Wednesday, February 9, 2011

ARE YOU READY TO BE AN EMPTY-NESTER?

Q&A – How Can I Stop Feeling Lonely?
Daily Inspiration
John H. Sklare, Ed.D, LifeScript Personal Coach
Published March 27, 2008
Reviewed John H. Sklare, Ed.D

Q: This past week has been really rough. My oldest daughter graduated from college and moved 17 hours away, and my second child is a college freshman at a school two hours away. The nights are so lonely after work, and I cry at the drop of a hat. I spent years going to both of my children’s school activities. I know I just need to keep busy, but a person can only clean and watch TV so much. My husband has adjusted to the children being out of the house, but I just can’t relax or even go to sleep without crying.

-Barb L.

A: Hi Barb,

There are a lot of mothers whose ears just perked up when they read your question. The empty-nest syndrome is an intensely emotional issue that many parents, primarily women, experience when their children leave home and begin making a life of their own. There are some very common symptoms of this syndrome, and you describe them perfectly, Barb. You feel as if your usefulness has ended and experience a deep sense of loneliness, loss and excessive crying.
========================
:: CHECK YOUR UNDERSTANDING ::
**A.** In the empty-nest Q&A, how far away did Barb's oldest daughter move?
**B.** Rewrite the paragraph of the empty-nest Q&A that begins "There are a lot of mothers" more briefly, keeping its main facts.
The material that comes next is from a different source.

:: DATA SHOWN ::
========================
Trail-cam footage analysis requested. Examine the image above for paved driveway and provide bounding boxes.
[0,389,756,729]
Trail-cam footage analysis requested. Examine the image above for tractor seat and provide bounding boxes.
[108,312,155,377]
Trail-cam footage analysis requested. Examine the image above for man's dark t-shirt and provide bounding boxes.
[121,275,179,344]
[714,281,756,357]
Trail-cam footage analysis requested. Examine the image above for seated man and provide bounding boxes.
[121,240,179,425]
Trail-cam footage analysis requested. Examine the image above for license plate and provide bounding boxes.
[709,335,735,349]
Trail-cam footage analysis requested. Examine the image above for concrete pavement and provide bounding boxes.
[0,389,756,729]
========================
:: ANSWERS TO EACH TASK ::
**A.** 17 hours away.

**B.** Many mothers will relate to Barb's question. Empty-nest syndrome is an intensely emotional issue that many parents, mostly women, face when their children leave home to start lives of their own. Barb describes its common symptoms perfectly: a feeling that her usefulness has ended, deep loneliness, loss and excessive crying.